===== ESTRATTO DELLA PAGINA
Per questo, credo, più delle persone, in questo Equinozio di primavera mi manca la Terra.
 
Mi manca il mare in questa stagione, non ancora assediato dai bagnanti e dal traffico. Le spiagge ancora sgombre di ombrelloni e sdraio, il bagnasciuga ancora territorio esclusivo di gabbiani, alghe e paguri. Mi manca la montagna, lasciata libera dal popolo con gli sci ai piedi. Restituita al silenzio, al brulicare sommesso della primavera in embrione. Mi manca la natura resiliente di città: i soffioni che crescono nelle crepe dell’asfalto, i gechi che tornano a fare capolino sui vecchi muri di tufo, i gabbiani depistati di chilometri dal tanfo delle discariche umane. A breve sarà la stagione dei nidiacei, quelle piccole vite orrende e pigolanti da tentare di strappare alla legge feroce del caso e dell’evoluzione. Quest’anno, a quanto pare, me la perderò.
 
E mi manca la meraviglia immortale dell’arte. La maestà del marmo e del travertino, la solidità dei basalti, la luce dei graniti. Il silenzio, la bellezza, il colore in cui sempre – sempre – ho trovato rifugio quando ero assediata dal buio. Con il cuore spezzato da un amore finito o da un’amicizia tradita, con la testa annebbiata dal dubbio, con il ventre squassato dai rimorsi. Uscendo da una corsia di ospedale o da un cimitero, annaspando per la solitudine, per il rimpianto, per il fallimento: è sempre nell’arte che ho trovato riparo, sicurezza, fiducia. Che ho trovato pace, soprattutto.
==========
- OBIETTIVO 1
Nel testo sulla nostalgia della Terra, elenca le pietre citate nella frase che comincia con «La maestà del marmo».
- OBIETTIVO 2
Prosegui il testo sulla nostalgia della Terra a partire dall'ultima frase.
Le voci riportate più avanti sono materiale separato e non hanno legami con il testo.
===== VOCI ESTRATTE
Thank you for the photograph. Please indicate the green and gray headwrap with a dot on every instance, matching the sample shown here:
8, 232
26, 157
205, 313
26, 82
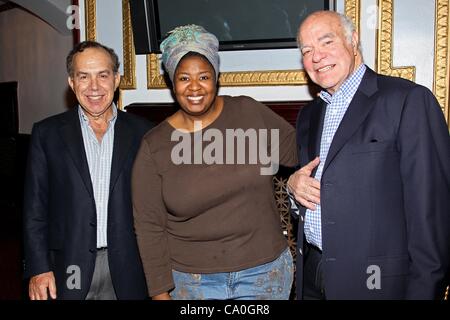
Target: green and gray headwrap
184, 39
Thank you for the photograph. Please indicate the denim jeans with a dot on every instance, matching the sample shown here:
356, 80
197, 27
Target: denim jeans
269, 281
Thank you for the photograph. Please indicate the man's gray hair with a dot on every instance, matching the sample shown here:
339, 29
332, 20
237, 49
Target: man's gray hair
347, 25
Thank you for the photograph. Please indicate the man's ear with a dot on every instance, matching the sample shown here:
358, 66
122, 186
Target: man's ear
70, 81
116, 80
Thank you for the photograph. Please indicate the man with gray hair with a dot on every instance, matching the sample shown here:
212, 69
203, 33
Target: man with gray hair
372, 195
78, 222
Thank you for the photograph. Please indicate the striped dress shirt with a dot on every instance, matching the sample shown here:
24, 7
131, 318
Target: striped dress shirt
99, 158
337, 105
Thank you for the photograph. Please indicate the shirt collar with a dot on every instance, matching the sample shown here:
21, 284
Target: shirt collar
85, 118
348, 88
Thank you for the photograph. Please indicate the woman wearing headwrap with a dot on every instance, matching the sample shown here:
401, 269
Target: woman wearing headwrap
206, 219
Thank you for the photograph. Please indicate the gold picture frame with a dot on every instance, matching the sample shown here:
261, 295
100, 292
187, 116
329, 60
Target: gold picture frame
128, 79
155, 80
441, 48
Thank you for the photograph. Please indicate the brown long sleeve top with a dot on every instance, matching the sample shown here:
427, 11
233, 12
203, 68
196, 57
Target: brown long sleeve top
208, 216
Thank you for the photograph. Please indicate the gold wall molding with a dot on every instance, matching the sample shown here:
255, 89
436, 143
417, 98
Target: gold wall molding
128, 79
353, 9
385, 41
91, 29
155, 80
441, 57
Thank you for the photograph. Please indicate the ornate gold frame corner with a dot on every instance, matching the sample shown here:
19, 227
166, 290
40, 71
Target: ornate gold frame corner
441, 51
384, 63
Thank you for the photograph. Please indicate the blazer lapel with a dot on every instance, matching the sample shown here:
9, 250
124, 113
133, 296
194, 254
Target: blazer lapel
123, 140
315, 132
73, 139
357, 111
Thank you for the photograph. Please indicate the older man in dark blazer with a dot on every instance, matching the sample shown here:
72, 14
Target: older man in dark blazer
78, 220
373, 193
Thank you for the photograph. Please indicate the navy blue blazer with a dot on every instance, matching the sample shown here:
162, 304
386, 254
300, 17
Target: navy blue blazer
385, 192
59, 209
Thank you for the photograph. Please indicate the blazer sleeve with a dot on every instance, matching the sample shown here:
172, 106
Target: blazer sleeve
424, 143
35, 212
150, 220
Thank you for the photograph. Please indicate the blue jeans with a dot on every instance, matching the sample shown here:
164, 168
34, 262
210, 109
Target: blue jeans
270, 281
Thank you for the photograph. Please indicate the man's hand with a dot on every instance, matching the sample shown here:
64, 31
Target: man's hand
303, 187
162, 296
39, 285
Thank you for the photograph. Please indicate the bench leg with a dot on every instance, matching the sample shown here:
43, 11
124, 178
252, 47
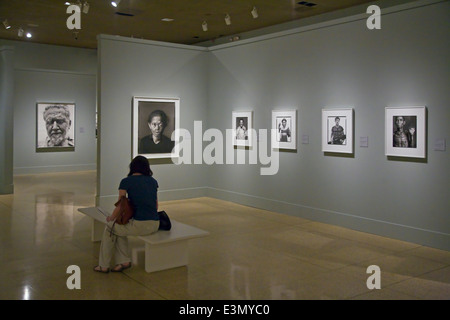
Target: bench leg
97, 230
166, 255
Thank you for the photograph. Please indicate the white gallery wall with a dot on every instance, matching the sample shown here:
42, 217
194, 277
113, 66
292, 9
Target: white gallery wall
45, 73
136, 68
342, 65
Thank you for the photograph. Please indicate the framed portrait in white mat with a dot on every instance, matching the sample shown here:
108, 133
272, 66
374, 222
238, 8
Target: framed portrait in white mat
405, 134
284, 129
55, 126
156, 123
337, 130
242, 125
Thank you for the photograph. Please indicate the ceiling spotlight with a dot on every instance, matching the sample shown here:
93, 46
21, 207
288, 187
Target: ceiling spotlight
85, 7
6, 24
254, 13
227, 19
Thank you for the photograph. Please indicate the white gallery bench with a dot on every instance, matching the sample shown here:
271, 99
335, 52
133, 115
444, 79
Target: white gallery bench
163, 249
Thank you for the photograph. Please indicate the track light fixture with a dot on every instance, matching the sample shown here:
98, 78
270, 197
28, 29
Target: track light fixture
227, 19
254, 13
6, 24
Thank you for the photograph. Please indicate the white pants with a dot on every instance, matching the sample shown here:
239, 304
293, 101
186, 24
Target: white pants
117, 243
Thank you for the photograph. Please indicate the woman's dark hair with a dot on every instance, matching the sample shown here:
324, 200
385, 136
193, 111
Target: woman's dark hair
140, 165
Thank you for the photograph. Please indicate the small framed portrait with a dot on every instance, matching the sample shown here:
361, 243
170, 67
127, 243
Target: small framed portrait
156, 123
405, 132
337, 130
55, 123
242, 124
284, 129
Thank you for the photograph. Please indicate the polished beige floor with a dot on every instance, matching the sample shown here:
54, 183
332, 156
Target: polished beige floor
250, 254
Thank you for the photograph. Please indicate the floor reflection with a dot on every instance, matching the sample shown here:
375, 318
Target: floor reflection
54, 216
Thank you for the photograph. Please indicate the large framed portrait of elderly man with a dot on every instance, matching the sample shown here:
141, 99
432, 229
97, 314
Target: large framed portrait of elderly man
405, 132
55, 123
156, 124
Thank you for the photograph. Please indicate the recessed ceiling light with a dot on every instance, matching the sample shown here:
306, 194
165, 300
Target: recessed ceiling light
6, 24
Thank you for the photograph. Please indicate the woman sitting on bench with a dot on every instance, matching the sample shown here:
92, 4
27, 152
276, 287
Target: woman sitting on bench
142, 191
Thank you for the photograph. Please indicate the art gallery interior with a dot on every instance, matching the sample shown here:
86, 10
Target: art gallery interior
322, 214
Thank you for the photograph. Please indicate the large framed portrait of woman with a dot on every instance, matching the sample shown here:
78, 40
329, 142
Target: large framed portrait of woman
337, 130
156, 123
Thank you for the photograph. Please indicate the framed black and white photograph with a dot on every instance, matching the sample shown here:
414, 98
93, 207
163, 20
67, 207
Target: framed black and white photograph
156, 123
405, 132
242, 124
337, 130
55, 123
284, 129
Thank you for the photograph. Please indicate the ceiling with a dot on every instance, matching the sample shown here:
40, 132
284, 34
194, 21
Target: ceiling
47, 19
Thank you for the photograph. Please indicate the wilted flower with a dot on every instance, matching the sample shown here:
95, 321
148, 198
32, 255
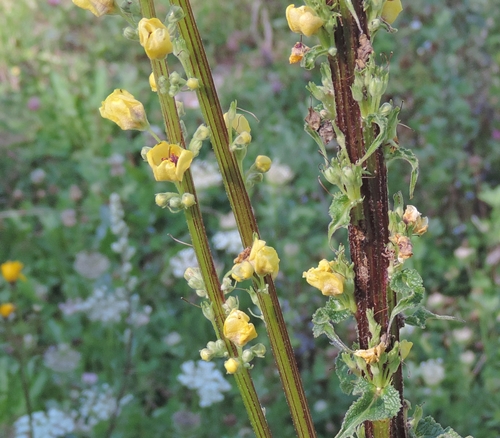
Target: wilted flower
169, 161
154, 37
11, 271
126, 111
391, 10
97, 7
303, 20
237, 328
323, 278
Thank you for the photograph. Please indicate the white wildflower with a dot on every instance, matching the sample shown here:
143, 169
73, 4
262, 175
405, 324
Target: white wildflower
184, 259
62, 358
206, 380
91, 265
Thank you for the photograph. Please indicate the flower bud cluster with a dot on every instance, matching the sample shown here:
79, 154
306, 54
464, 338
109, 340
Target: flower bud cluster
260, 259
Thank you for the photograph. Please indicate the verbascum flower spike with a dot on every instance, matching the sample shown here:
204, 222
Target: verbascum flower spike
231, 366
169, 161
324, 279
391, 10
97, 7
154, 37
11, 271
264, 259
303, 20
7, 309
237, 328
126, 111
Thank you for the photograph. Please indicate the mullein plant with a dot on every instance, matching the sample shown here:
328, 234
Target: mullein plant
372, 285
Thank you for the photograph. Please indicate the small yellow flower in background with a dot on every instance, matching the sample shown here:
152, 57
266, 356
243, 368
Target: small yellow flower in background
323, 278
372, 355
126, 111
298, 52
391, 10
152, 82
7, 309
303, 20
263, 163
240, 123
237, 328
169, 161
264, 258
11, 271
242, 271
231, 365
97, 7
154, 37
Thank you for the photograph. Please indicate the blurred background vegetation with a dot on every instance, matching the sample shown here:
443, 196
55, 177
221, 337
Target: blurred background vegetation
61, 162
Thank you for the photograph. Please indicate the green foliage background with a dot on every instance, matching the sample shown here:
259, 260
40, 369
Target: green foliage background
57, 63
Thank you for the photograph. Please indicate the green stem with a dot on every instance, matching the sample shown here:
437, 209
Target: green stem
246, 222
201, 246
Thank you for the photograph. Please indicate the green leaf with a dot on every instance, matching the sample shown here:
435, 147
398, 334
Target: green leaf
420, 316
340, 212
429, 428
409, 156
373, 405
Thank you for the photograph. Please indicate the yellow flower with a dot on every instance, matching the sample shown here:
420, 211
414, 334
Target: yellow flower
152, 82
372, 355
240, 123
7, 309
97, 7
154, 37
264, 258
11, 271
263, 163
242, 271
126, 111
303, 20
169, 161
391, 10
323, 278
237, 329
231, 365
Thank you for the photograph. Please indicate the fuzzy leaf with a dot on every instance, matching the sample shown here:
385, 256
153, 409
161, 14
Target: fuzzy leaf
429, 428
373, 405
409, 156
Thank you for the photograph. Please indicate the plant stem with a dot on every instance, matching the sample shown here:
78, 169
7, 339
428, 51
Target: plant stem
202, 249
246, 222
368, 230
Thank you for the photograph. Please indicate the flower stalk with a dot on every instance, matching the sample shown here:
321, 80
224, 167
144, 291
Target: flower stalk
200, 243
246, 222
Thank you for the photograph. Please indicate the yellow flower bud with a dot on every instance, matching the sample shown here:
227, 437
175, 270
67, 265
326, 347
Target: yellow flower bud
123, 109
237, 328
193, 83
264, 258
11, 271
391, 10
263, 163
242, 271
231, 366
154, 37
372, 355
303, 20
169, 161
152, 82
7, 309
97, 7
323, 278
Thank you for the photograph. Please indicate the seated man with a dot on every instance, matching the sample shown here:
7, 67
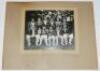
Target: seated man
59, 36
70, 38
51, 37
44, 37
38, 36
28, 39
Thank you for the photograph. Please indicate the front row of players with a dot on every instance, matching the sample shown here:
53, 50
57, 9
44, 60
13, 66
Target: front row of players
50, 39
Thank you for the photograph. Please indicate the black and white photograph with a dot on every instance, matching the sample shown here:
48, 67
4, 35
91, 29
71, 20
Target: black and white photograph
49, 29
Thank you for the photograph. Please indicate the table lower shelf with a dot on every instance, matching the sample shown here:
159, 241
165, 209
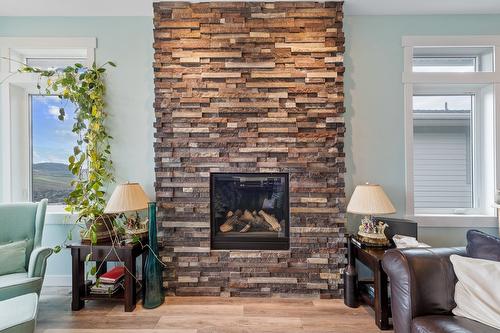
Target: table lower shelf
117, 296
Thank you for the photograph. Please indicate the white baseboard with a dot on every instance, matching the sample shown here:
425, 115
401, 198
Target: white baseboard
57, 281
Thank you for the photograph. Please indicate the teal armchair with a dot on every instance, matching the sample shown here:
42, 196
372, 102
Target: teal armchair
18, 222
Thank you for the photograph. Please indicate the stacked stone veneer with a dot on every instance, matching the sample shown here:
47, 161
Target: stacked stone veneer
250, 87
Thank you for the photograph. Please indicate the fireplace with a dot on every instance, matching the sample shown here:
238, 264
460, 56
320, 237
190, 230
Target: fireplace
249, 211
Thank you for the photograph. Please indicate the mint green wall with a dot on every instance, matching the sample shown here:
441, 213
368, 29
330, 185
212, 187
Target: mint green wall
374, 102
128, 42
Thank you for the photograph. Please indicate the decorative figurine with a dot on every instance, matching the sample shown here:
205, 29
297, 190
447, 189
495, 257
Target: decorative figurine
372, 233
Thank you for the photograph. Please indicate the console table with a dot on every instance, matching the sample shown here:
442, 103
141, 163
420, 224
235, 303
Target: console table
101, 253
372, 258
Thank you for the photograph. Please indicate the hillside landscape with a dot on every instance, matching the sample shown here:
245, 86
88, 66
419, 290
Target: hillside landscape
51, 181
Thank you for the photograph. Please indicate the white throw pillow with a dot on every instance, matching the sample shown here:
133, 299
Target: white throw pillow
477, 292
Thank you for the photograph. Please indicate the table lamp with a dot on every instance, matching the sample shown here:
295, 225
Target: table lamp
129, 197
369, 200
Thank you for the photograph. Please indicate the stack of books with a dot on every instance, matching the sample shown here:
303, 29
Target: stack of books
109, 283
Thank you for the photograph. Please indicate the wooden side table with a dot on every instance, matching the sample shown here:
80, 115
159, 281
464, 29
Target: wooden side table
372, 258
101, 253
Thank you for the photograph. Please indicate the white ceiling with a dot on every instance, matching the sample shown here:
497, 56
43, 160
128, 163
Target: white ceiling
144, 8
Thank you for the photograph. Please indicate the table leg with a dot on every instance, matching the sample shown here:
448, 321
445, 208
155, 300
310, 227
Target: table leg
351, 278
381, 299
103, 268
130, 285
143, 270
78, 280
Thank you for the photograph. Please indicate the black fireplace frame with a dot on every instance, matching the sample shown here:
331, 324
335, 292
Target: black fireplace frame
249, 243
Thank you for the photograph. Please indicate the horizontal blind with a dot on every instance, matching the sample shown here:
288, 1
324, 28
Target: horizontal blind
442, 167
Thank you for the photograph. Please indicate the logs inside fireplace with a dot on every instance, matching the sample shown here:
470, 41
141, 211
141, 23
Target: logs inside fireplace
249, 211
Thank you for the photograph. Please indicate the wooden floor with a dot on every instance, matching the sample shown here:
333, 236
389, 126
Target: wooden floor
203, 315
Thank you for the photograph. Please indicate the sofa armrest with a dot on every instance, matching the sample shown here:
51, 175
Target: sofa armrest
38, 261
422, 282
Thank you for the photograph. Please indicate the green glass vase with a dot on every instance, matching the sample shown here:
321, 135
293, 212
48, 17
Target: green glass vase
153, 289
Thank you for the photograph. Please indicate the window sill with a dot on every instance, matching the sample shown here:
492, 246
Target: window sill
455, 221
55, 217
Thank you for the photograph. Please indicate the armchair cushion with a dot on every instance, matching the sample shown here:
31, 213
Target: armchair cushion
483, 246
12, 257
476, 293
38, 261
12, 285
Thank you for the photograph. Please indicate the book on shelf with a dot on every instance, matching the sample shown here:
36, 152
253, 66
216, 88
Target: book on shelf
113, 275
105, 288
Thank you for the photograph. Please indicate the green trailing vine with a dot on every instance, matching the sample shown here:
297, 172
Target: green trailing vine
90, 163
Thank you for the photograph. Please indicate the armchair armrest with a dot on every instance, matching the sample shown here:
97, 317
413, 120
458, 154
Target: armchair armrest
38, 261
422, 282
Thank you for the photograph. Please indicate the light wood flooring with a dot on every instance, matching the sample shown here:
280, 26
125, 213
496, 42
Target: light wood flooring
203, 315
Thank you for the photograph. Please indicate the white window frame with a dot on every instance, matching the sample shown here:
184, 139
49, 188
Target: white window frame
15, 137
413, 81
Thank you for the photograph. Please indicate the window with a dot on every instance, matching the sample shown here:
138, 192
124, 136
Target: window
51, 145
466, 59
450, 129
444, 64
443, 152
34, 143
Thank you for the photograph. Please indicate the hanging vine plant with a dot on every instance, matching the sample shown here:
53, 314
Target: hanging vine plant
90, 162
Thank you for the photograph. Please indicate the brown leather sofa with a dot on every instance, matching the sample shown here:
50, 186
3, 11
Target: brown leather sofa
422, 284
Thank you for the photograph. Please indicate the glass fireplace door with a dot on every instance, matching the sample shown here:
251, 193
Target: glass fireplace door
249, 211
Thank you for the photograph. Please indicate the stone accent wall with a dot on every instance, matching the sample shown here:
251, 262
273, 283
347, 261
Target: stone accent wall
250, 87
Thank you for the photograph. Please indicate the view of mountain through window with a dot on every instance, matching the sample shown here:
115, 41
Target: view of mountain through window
==========
- RISULTATO ATTESO 1
marmo, travertino, basalti, graniti

- RISULTATO ATTESO 2
 
Mi manca sognare il prossimo viaggio, più ancora che viverlo. Dare fuoco alle polveri dell’immaginazione, accendere la miccia della curiosità. Presagire la scoperta, la conoscenza, l’esperienza del diverso e l’incontro con l’altro.
 
Sono fortunata, tra tanti. E non solo perché la mia famiglia, almeno per il momento, è in salute e al sicuro. Ma anche perché sono già in parte avvezza all’isolamento sociale che per tanti, ora, è una bestia dura con cui fare i conti. Mi colpisce meno duro, mi lascia meno sgomenta.
 
Ma la Terra mi manca. E mi fa male constatare che, in fondo, lei sta meglio senza di noi.